Stored data entries:
= = =
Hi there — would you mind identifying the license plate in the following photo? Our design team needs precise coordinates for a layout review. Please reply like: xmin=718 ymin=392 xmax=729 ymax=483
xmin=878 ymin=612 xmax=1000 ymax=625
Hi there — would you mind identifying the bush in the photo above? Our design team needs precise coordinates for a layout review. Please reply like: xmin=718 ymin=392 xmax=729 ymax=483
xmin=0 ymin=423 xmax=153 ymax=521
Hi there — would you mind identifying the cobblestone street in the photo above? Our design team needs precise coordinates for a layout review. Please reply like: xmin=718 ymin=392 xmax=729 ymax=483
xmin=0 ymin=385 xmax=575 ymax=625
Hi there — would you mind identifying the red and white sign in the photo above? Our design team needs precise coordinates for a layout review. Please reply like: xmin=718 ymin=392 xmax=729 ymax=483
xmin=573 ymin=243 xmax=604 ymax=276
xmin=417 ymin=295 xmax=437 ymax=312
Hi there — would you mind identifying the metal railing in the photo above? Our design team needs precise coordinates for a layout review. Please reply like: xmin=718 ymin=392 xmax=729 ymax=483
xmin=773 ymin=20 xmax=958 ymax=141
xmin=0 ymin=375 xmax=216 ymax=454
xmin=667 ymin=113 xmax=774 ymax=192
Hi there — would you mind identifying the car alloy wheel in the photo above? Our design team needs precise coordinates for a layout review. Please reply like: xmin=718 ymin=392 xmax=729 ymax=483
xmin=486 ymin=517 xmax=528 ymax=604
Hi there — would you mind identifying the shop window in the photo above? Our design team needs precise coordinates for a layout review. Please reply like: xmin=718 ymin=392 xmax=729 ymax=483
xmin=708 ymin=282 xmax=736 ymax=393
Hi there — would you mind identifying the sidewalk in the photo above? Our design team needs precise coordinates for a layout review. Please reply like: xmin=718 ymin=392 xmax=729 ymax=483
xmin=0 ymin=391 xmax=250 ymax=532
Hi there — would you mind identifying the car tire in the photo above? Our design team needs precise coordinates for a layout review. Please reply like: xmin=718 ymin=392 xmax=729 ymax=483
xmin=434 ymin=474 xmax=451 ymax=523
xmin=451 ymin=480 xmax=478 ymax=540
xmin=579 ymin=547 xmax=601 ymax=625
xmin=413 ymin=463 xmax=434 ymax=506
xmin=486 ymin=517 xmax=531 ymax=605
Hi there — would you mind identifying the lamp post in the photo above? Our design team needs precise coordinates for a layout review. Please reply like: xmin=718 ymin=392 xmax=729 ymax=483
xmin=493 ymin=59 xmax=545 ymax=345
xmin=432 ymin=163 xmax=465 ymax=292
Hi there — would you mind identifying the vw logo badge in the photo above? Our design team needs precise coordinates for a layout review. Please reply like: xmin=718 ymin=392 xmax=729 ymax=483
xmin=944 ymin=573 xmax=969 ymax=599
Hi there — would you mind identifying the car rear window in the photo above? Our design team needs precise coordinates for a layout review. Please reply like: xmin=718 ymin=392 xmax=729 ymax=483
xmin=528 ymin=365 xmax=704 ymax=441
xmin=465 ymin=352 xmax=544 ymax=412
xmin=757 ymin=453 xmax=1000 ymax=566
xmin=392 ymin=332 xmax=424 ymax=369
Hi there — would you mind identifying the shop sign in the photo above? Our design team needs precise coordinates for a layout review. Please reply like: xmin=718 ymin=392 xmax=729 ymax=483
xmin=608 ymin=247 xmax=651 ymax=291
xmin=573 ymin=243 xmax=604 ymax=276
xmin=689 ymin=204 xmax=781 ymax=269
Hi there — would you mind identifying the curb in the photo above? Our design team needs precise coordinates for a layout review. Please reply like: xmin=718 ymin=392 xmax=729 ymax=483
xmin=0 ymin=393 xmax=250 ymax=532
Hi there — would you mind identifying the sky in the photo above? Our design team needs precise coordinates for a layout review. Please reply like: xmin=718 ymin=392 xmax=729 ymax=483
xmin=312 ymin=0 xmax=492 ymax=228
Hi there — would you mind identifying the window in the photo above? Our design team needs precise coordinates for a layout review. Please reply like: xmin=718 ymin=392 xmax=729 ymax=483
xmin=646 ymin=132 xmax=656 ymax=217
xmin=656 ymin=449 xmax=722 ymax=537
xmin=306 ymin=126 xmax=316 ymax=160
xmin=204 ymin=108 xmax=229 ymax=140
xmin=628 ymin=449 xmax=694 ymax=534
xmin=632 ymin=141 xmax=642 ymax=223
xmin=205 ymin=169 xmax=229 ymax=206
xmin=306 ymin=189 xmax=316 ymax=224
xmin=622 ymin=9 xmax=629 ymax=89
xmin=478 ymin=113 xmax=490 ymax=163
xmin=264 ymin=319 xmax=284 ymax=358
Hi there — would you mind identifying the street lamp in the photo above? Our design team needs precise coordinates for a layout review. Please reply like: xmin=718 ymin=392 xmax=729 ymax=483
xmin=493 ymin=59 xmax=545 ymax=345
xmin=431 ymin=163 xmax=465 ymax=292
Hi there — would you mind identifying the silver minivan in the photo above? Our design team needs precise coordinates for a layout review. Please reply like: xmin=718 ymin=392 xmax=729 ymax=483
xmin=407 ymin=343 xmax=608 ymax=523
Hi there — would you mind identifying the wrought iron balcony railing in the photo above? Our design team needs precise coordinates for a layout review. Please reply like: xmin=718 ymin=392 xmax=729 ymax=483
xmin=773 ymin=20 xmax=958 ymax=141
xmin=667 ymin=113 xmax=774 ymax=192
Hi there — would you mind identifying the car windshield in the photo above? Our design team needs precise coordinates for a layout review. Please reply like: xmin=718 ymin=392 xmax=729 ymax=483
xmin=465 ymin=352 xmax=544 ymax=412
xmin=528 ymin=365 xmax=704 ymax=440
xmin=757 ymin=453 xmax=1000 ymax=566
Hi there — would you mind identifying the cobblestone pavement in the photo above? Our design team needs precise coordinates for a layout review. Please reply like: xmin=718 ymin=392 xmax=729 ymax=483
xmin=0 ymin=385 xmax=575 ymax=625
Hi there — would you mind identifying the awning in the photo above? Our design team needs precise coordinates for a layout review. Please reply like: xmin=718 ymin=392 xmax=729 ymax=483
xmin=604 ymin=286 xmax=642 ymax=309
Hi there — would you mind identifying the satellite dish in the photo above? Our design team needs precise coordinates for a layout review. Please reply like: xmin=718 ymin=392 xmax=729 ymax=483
= = =
# [Exercise description]
Count the lines in the material above that contain the string "street". Reply with the number only.

# [Answer in full]
2